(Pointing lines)
------------------------------------------------------------------------
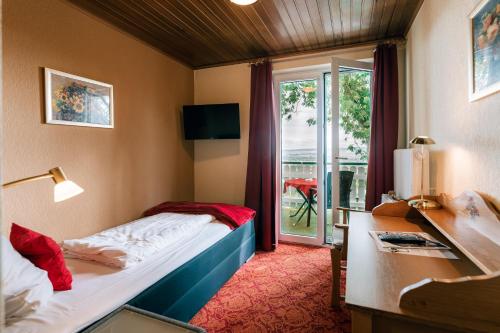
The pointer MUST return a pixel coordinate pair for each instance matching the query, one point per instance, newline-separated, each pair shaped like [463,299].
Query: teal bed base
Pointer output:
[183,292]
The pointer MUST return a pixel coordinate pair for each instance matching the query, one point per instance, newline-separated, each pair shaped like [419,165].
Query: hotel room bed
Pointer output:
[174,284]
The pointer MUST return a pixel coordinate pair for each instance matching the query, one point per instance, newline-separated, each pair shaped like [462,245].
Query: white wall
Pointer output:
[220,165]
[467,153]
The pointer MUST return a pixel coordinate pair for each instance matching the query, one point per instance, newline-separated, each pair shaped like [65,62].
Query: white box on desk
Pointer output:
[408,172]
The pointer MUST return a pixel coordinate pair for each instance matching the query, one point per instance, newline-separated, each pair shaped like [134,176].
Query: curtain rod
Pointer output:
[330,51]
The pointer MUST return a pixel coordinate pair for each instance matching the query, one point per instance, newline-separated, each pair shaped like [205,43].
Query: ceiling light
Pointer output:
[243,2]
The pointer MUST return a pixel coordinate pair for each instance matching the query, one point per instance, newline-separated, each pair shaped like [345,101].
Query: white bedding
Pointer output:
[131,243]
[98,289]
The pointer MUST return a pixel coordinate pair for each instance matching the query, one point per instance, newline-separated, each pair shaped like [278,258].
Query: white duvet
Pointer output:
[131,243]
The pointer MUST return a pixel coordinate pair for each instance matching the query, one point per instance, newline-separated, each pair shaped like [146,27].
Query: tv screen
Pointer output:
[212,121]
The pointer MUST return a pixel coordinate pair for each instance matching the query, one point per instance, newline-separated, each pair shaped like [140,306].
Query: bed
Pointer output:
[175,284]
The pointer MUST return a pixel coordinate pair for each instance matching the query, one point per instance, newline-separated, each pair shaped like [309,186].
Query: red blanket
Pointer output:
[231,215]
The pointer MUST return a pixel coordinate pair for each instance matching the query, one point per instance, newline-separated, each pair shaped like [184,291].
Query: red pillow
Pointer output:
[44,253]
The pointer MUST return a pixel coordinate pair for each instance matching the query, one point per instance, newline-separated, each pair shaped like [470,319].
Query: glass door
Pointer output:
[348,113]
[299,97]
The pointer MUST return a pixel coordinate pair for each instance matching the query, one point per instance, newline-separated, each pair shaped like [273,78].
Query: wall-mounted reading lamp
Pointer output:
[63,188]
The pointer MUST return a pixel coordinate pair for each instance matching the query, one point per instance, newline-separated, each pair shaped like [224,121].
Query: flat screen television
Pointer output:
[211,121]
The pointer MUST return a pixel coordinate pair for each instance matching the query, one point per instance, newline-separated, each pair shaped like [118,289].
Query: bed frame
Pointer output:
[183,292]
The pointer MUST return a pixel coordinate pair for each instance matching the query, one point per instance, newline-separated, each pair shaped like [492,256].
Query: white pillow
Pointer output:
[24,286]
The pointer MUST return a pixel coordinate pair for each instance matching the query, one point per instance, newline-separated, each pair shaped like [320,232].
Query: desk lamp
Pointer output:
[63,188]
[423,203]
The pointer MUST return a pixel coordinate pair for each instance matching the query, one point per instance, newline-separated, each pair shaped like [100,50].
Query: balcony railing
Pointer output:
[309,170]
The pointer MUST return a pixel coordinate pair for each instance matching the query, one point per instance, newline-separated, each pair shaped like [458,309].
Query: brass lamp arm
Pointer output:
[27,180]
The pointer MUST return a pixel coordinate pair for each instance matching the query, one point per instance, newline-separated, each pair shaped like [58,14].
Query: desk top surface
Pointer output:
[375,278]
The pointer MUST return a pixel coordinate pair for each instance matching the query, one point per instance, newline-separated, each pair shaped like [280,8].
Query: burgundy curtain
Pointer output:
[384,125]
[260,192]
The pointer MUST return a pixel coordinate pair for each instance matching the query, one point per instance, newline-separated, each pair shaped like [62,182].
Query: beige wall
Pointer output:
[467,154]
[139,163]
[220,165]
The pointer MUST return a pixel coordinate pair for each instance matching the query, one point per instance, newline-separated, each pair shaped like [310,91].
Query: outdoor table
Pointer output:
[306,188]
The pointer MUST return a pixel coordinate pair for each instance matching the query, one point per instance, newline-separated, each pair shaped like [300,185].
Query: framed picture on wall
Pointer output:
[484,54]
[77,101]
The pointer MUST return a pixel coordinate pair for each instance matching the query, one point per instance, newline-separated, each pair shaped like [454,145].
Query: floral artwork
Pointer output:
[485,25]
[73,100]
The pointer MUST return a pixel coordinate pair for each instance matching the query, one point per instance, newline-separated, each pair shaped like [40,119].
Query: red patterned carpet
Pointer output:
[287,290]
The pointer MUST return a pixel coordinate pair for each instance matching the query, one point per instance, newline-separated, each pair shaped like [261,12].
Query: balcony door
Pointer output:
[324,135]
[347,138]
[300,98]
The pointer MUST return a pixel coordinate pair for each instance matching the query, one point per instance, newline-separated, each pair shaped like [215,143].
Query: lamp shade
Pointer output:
------------------------------------------------------------------------
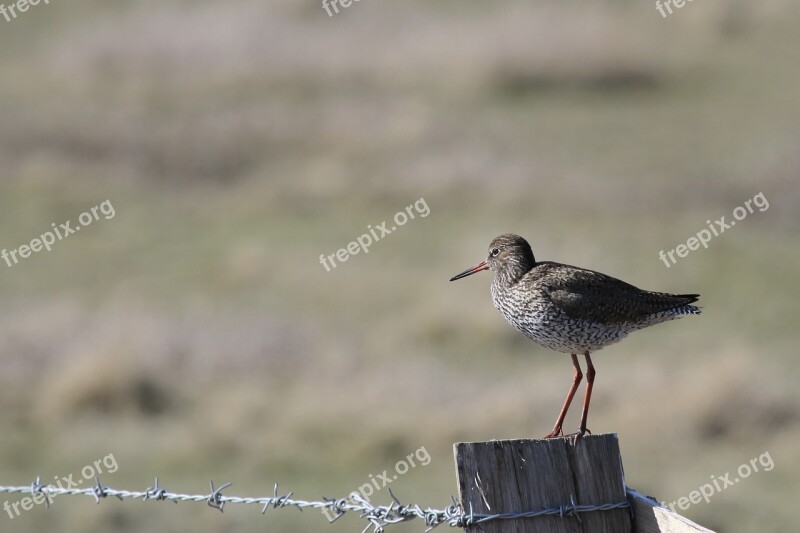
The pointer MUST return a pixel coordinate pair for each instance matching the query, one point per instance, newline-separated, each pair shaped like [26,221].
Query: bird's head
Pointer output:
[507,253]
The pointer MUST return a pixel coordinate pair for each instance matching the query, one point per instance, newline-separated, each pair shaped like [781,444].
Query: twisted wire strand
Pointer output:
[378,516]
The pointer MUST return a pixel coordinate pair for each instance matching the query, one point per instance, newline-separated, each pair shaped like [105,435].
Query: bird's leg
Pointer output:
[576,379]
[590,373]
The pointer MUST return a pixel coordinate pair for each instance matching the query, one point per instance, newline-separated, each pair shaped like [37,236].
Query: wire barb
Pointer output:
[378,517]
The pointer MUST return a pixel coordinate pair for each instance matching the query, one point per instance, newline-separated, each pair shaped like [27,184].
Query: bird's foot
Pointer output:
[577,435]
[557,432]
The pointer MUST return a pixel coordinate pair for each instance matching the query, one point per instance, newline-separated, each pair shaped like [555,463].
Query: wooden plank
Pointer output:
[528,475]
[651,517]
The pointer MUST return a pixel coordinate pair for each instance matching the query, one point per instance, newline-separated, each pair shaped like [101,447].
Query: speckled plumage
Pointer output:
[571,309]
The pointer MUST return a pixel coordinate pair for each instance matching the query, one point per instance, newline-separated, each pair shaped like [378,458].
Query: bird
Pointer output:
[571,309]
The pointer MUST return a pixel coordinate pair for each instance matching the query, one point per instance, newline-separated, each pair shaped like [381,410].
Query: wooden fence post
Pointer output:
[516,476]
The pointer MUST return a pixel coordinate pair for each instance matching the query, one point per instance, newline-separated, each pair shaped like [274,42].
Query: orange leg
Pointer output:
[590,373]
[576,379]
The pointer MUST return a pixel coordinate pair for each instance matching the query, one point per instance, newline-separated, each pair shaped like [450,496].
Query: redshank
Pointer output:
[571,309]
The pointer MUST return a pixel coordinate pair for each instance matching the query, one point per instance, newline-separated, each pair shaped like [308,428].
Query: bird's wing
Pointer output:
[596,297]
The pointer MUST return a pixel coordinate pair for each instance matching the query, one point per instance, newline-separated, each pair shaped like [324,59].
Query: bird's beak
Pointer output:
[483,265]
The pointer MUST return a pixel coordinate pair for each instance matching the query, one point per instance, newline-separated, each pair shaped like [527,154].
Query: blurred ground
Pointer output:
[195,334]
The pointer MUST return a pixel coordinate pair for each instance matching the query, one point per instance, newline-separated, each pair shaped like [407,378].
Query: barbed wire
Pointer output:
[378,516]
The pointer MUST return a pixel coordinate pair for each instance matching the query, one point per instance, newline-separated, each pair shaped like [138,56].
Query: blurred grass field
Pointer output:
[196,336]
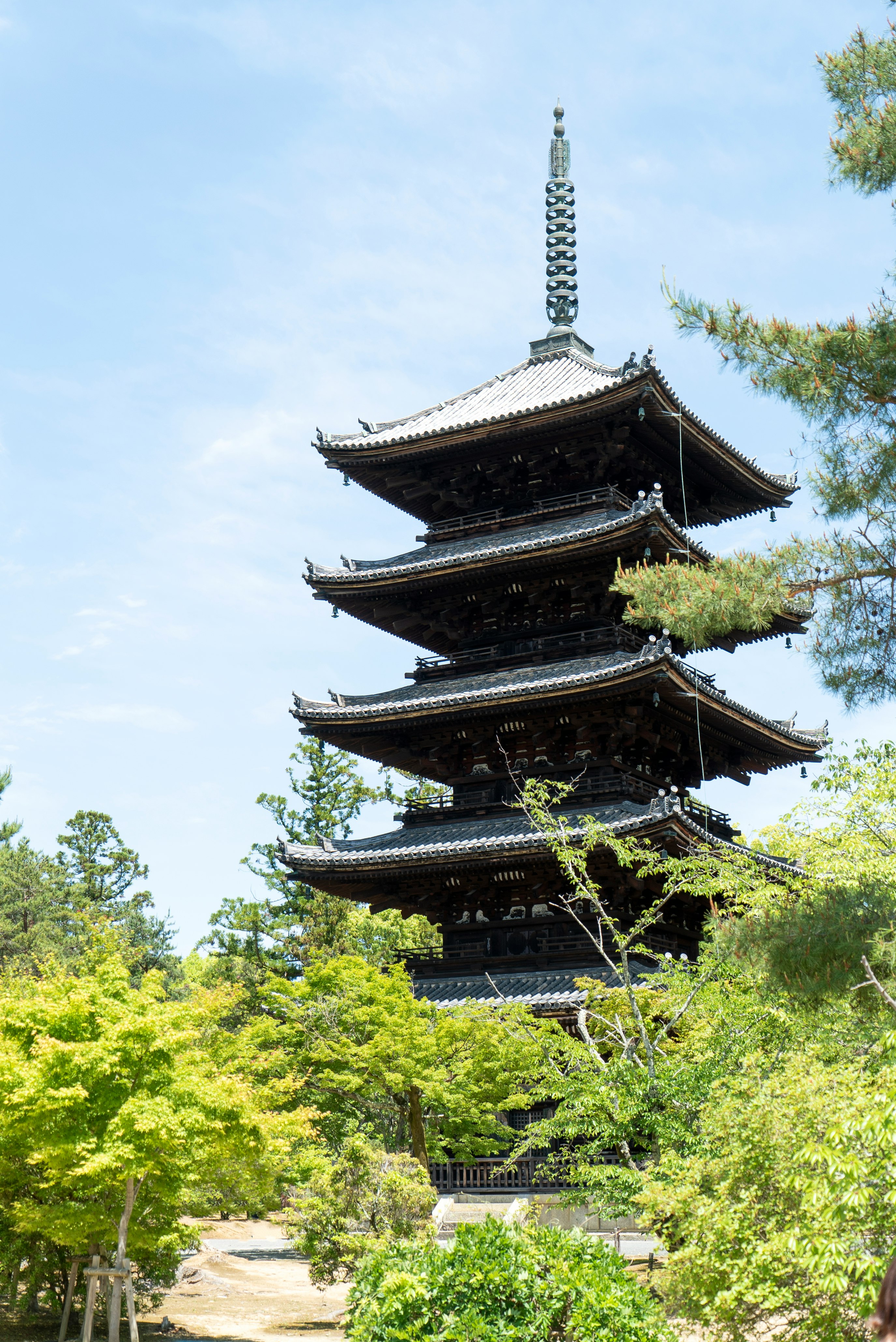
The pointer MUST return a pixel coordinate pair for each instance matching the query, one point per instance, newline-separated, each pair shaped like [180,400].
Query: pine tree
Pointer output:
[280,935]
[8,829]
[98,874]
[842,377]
------------------------------------------------------------------------
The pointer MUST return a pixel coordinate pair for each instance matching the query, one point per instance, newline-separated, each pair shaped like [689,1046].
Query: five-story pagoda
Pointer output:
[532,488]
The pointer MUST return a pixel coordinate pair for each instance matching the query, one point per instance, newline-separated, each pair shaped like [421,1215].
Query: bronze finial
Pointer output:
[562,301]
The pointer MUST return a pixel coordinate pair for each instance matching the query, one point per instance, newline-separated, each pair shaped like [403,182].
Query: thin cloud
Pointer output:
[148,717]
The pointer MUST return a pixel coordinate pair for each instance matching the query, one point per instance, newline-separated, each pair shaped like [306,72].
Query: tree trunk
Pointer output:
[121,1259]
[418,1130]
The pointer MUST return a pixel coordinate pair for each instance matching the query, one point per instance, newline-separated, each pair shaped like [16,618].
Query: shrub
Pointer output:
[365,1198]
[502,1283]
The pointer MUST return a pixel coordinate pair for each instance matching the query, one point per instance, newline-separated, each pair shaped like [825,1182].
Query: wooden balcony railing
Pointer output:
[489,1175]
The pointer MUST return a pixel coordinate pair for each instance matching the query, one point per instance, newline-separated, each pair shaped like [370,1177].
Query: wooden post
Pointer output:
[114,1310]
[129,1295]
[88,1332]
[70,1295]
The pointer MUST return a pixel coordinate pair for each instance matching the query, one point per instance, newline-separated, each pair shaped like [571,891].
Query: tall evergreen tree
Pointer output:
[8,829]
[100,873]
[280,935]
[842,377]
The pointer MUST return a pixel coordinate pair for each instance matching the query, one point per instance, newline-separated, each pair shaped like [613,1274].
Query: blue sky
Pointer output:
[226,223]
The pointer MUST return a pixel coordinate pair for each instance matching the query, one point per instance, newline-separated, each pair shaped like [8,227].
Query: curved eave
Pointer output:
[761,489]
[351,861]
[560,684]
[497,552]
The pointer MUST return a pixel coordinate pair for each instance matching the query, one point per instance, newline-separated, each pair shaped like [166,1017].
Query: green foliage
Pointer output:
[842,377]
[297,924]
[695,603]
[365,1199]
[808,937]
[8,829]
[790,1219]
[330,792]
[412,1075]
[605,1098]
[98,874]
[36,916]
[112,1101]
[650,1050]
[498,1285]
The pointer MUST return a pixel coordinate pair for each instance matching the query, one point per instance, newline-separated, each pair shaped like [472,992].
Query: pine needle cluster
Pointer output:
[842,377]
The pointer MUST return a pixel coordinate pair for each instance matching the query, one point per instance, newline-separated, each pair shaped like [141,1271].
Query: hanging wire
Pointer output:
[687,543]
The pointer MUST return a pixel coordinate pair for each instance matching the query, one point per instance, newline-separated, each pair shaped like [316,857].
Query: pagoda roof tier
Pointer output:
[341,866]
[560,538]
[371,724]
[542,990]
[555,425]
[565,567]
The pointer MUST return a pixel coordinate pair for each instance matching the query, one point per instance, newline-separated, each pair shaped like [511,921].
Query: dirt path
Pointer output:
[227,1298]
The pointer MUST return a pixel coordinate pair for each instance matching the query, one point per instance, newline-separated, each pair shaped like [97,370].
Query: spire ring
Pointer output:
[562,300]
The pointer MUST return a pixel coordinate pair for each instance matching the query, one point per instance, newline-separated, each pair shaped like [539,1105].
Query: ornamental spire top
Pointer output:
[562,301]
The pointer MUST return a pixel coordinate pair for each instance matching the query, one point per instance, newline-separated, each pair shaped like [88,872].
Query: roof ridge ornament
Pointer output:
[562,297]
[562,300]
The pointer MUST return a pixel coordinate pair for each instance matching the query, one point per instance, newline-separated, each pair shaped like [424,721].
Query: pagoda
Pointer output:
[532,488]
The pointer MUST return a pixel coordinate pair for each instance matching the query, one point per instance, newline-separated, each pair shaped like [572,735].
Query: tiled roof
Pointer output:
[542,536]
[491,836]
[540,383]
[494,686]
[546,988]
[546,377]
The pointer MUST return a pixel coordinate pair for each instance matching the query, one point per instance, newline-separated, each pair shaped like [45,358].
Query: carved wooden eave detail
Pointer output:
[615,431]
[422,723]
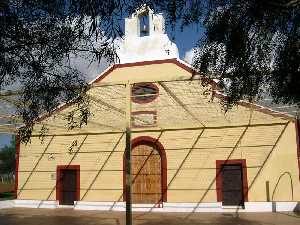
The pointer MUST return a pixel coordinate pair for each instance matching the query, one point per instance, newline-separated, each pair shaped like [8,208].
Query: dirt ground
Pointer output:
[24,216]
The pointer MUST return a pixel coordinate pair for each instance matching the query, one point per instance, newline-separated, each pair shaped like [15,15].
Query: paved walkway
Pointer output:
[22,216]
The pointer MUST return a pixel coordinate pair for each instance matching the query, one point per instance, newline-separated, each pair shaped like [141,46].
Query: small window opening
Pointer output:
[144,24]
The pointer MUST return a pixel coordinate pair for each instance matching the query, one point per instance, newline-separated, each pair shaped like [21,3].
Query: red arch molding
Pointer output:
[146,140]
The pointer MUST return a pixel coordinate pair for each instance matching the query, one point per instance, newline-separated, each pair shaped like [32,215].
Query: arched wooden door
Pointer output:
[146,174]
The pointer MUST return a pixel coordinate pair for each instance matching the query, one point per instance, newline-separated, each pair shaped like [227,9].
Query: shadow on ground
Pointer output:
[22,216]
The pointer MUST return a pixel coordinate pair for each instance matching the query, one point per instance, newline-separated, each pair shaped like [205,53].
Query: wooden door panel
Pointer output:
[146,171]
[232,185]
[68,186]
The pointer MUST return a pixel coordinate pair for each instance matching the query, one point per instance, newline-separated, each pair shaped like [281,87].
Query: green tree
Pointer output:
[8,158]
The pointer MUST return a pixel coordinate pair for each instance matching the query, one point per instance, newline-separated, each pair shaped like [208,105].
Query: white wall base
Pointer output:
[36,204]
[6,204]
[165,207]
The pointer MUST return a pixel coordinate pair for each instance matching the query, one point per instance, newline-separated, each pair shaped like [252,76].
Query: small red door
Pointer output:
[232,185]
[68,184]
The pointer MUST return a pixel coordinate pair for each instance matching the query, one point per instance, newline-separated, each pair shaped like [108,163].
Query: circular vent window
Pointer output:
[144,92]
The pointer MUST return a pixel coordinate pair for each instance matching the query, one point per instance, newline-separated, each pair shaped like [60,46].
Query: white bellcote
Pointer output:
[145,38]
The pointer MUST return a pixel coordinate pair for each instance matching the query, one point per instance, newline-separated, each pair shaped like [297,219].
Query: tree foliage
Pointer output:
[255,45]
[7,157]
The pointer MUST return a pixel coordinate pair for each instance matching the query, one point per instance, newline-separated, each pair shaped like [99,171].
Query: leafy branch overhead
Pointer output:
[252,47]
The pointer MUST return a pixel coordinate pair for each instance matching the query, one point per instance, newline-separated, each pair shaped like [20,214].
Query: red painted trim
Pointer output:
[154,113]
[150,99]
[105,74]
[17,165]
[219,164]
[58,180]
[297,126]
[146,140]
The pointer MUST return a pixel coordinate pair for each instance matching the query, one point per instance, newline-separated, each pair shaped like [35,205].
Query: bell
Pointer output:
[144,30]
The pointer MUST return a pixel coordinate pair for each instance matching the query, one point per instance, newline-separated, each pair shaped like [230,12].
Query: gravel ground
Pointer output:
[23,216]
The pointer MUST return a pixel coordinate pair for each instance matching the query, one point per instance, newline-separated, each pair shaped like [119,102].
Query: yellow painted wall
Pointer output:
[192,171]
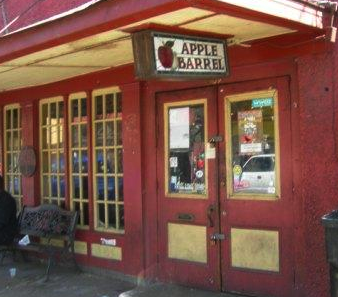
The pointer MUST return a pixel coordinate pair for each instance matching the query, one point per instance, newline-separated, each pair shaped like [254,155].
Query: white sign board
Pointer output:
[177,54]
------------------------------------------------------------------------
* Instructions for the task
Extract every line above that contains the word "desk", matching case exactly.

* Output of the task
Query: white box on desk
Query: desk lamp
Query: desk top surface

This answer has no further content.